◆ Exercise goal
Tally how many lines in the data hold the word "yellow", and give the result with no other text.

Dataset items

# # # # #

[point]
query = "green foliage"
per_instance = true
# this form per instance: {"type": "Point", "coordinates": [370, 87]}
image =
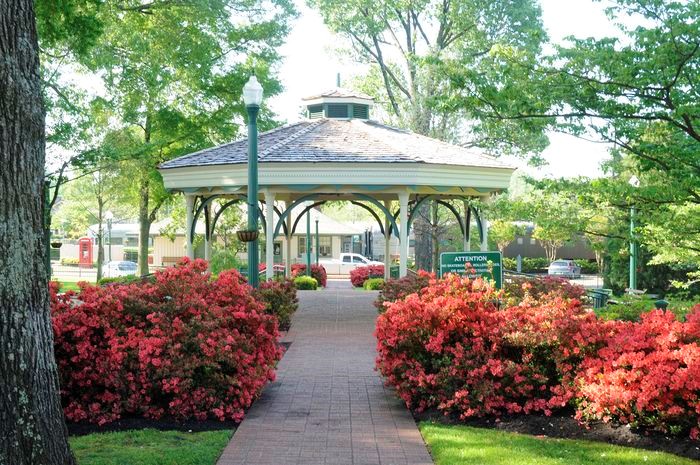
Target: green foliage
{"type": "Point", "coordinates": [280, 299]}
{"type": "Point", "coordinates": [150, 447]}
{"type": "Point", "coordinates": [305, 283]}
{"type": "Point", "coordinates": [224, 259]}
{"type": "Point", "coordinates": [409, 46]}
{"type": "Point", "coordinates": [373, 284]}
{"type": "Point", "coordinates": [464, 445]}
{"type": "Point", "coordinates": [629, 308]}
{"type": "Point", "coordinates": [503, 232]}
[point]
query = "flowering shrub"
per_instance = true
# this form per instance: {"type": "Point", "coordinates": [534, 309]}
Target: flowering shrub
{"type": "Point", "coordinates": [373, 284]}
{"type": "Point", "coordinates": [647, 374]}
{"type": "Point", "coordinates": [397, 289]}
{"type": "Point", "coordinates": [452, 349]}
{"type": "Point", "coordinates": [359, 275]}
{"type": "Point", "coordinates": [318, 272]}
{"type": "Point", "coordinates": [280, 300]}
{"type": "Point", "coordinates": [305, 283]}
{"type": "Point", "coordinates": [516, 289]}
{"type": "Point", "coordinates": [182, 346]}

# # # # #

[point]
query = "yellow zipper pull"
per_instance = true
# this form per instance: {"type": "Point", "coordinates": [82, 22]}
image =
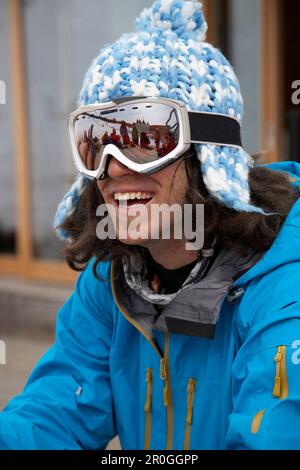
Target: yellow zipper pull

# # # # #

◆ Exercise solution
2